Provided text
################
Speaker
Description
Following the divergence of the last common ancestor of vertebrates, vertebrate brains have undergone over 500 million years of divergence and diversification, forming unique cellular networks and substructures in response to varying environmental conditions and selective pressures. Although there is a vast and growing body of research concerning the structure and function of mammalian brains, considerably less is known about brain structures and their associated functions in non-tetrapod vertebrates. Despite their expansive evolutionary distances, vertebrate brains share major structural subdivisions, including a hindbrain, midbrain, and forebrain, with similar expression patterns of major marker genes and connectivity across regions, suggesting that these structures were present in the ancestral vertebrate brain. To develop a more fine-scale understanding of the extent of conservation and divergence among vertebrate brains, we are using single nucleus sequencing and high-resolution spatial transcriptomics to build cellular-level atlases of adult vertebrate brains, focusing on understudied cyclostomes and aquatic vertebrate lineages. Using whole transcriptome correlations and comparative phylogenetic methods, we are identifying highly conserved cell types and inferring the evolutionary histories of novel cell types that arose in more recently diverged lineages, such as myelinating oligodendrocytes. Together, these datasets will allow us to identify coevolving transcriptional networks that define cell types and will bring us closer to the goal of defining sets of principles dictating brain cellular and structural evolution.
################
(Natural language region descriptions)
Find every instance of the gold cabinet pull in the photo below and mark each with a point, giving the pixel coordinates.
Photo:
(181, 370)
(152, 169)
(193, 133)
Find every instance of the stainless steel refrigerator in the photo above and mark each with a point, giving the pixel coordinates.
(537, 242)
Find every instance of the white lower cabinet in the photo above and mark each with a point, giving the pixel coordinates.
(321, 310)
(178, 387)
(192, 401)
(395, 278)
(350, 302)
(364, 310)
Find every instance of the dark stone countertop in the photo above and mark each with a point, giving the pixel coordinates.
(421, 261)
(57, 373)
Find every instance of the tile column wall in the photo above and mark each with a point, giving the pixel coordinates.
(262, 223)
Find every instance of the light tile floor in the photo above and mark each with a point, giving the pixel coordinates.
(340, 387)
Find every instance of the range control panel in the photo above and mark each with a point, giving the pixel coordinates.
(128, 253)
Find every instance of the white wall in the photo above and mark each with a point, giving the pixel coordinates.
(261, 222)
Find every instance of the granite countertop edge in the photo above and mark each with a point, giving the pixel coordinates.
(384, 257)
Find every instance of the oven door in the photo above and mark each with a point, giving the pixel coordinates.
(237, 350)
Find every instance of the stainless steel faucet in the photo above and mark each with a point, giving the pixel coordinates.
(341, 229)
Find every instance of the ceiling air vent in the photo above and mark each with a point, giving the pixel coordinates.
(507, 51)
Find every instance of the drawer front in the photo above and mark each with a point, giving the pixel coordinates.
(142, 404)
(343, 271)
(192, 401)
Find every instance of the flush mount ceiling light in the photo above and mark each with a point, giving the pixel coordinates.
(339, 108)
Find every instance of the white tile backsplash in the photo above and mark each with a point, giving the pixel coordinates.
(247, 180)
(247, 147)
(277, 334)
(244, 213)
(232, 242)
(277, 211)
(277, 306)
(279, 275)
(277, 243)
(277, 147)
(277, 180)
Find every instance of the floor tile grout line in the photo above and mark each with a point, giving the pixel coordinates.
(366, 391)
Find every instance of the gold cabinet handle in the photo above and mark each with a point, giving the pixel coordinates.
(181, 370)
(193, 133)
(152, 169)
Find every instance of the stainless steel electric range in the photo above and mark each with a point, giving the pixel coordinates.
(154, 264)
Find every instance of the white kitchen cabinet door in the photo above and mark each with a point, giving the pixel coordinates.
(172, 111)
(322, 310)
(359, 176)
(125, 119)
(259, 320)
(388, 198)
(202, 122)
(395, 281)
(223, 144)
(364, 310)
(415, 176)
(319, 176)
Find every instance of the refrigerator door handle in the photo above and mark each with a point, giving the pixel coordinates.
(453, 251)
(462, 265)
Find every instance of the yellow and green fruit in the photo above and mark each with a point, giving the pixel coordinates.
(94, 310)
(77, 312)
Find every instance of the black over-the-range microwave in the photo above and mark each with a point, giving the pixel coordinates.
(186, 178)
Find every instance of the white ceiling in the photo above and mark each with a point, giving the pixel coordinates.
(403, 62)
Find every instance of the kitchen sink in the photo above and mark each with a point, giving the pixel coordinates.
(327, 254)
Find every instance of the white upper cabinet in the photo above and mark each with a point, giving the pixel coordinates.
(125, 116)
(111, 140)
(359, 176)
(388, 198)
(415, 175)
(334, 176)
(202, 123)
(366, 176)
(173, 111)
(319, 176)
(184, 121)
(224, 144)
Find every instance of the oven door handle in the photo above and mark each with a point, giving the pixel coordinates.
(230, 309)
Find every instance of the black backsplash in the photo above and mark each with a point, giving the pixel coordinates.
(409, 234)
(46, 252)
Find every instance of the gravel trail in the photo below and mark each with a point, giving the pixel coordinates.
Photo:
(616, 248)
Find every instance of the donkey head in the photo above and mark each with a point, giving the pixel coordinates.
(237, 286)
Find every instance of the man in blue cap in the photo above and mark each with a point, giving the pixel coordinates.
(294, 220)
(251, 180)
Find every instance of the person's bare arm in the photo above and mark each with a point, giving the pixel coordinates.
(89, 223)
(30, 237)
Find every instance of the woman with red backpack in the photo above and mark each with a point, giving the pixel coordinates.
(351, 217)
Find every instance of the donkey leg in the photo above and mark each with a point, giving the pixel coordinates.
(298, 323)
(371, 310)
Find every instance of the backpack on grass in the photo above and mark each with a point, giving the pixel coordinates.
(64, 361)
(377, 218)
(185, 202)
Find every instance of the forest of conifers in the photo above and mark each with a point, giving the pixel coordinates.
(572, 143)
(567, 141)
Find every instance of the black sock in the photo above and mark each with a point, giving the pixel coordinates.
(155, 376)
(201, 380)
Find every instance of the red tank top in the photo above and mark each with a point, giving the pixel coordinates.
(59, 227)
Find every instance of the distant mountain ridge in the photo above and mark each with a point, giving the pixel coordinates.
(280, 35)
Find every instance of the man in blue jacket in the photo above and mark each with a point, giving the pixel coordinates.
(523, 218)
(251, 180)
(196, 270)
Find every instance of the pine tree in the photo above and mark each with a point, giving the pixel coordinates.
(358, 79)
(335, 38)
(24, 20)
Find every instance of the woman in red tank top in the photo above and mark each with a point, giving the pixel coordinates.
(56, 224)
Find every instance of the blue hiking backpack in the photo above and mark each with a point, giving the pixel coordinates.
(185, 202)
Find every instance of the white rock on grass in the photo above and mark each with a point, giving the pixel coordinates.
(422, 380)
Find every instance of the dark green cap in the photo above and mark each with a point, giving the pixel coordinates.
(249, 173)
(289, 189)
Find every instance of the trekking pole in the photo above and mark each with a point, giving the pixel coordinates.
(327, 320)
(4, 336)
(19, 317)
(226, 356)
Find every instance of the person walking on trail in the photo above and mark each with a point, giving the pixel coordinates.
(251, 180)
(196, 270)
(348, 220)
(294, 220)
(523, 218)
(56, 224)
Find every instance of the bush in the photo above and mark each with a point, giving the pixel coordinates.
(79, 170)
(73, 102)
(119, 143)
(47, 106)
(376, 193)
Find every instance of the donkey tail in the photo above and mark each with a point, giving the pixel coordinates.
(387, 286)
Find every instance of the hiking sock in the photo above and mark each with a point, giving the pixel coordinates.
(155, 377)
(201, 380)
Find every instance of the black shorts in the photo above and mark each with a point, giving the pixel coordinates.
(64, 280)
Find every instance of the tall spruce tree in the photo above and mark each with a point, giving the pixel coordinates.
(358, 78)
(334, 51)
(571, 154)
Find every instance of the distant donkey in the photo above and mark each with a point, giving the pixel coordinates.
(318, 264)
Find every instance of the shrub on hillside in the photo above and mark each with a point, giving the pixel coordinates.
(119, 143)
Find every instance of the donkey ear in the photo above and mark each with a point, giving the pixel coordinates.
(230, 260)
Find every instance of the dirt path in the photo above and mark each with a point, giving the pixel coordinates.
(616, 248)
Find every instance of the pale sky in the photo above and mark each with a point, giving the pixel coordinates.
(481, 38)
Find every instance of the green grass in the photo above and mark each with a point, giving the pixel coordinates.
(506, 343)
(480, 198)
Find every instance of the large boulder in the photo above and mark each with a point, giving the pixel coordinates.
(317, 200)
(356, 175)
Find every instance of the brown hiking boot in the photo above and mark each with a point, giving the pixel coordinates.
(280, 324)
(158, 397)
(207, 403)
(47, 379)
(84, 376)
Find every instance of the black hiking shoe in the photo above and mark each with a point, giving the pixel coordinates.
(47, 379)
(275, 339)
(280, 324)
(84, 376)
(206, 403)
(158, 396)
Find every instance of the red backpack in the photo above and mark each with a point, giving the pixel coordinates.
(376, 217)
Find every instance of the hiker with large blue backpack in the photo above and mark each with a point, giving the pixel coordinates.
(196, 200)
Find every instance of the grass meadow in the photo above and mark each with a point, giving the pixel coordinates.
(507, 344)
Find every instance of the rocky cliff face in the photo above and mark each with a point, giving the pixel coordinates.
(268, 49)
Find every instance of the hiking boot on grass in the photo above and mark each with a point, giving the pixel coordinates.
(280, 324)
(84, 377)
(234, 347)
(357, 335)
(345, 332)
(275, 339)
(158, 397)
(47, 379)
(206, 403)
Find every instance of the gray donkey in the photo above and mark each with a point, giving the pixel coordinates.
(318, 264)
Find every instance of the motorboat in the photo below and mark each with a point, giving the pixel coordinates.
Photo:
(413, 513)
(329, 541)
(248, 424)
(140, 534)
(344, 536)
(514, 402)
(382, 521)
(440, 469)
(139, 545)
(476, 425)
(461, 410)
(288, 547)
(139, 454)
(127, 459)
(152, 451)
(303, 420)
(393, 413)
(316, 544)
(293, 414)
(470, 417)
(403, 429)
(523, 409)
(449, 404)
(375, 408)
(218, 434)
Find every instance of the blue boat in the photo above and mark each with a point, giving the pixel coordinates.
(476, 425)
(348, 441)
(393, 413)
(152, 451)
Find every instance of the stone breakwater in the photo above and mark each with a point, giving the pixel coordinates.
################
Problems and tasks
(1) Answer these questions from the description of vertebrate brain evolution:
(a) For how many years have vertebrate brains undergone divergence and diversification?
(b) Which major structural subdivisions do vertebrate brains share?
(c) Which lineages does the atlas-building work focus on?
(2) List every method or technique that the description of vertebrate brain evolution says the researchers are using.

Answers per task
(1)
(a) Over 500 million years.
(b) A hindbrain, midbrain, and forebrain.
(c) Understudied cyclostomes and aquatic vertebrate lineages.

(2)
- Single nucleus sequencing
- High-resolution spatial transcriptomics
- Whole transcriptome correlations
- Comparative phylogenetic methods